Kutipan Dokumen ::
##############################
Beranda | Artikel
Syarat Nikah dan Pujian bagi Orang yang Memenuhi Syarat
Minggu, 10 April 2022

Bab II
HAK-HAK ISTERI ATAS SUAMINYA

Pasal 2
Syarat Nikah dan Pujian bagi Orang yang Memenuhi Syarat-Syarat Tersebut
Imam al-Bukhari rahimahullah berkata, ‘Abdullah bin Yusuf memberitahu kami, ia berkata, al-Laits memberitahu kami, dia berkata, Yazid bin Abu Habaib memberitahuku dari Abul Khair dari ‘Uqbah bin ‘Amir Radhiyallahu anhu, dia berkata bahwa Rasulullah Shallallahu ‘alaihi wa sallam bersabda:

أَحَقُّ الشُّرُوطِ أَنْ تُوفُوا بِهَا مَا اسْتَحْلَلْتُمْ بِهِ الْفُرُوجَ.

Syarat-syarat yang lebih patut untuk dipenuhi adalah apa yang kalian halalkan tentang kemaluan dengannya.” [Diriwayatkan juga oleh Muslim].
##############################
Bahan yang Disediakan ::

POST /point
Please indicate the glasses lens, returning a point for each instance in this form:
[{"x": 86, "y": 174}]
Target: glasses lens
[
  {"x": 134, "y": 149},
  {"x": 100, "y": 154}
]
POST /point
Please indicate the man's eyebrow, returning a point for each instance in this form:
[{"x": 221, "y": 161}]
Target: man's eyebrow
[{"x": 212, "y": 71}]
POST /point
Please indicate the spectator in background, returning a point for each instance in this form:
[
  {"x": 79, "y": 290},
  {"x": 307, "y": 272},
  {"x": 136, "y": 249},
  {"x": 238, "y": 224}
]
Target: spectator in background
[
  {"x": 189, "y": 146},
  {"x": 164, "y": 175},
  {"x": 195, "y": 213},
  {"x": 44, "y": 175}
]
##############################
Tindakan yang Diperlukan ::
1. Salin ulang teks tentang syarat nikah apa adanya, dimulai dari "أَحَقُّ الشُّرُوطِ أَنْ" dan terus hingga "juga oleh Muslim].".
2. Teruskan teks tentang syarat nikah, mulai setelah kalimat terakhir yang ditampilkan.

Jawaban Tertulis ::
1.
أَحَقُّ الشُّرُوطِ أَنْ تُوفُوا بِهَا مَا اسْتَحْلَلْتُمْ بِهِ الْفُرُوجَ.

Syarat-syarat yang lebih patut untuk dipenuhi adalah apa yang kalian halalkan tentang kemaluan dengannya.” [Diriwayatkan juga oleh Muslim].

2.
Imam al-Bukhari berkata, Abul Yaman memberitahu kami, Syu’aib memberitahu kami, ia berkata, dari az-Zuhri, dia berkata, “‘Ali bin Husain memberitahuku bahwa al-Miswar bin Makhramah pernah berkata bahwa ‘Ali pernah melamar puteri Abu Jahal, lalu hal tersebut terdengar oleh Fathimah, sehingga dia mendatangi Rasulullah Shallallahu ‘alaihi wa sallam seraya berkata, ‘Kaummu mengaku bahwa engkau tidak pernah marah kepada puteri-puterimu. Dan ‘Ali akan menikahi puteri Abu Jahal.’

Maka Rasulullah Shallallahu ‘alaihi wa sallam berdiri sehingga aku mendengar beliau ketika mengucapkan kalimat syahadat seraya berucap:

أَمَّا بَعْدُ، أَنْكَحْتُ أَبَا الْعَاصِ بْنَ الرَّبِيعِ فَحَدَّثَنِي وَصَدَقَنِي، وَإِنَّ فَاطِمَةَ بِضْعَةٌ مِنِّي وَإِنِّي أَكْرَهُ أَنْ يَسُوءَهَا، وَاللهِ لاَ تَجْتَمِعُ بِنْتُ رَسُولِ اللهِ صَلَّى اللهُ عَلَيْهِ وَسَلَّمَ وَبِنْتُ عَدُوِّ اللهِ عِنْدَ رَجُلٍ وَاحِدٍ.

Amma ba’du, aku pernah menikahkan Abu al-‘Ash bin ar-Rabi’, lalu dia berbicara kepadaku seraya membenarkan diriku. Dan sesungguhnya Fathimah adalah bagian dari diriku dan aku tidak suka seseorang menyakitinya. Demi Allah, sekali-kali tidak boleh bersatu puteri Rasulullah Shallallahu ‘alaihi wa sallam dan puteri musuh Allah pada seseorang.’ Maka ‘Ali pun membatalkan lamaran tersebut.” [Dan dikeluarkan pula oleh Muslim].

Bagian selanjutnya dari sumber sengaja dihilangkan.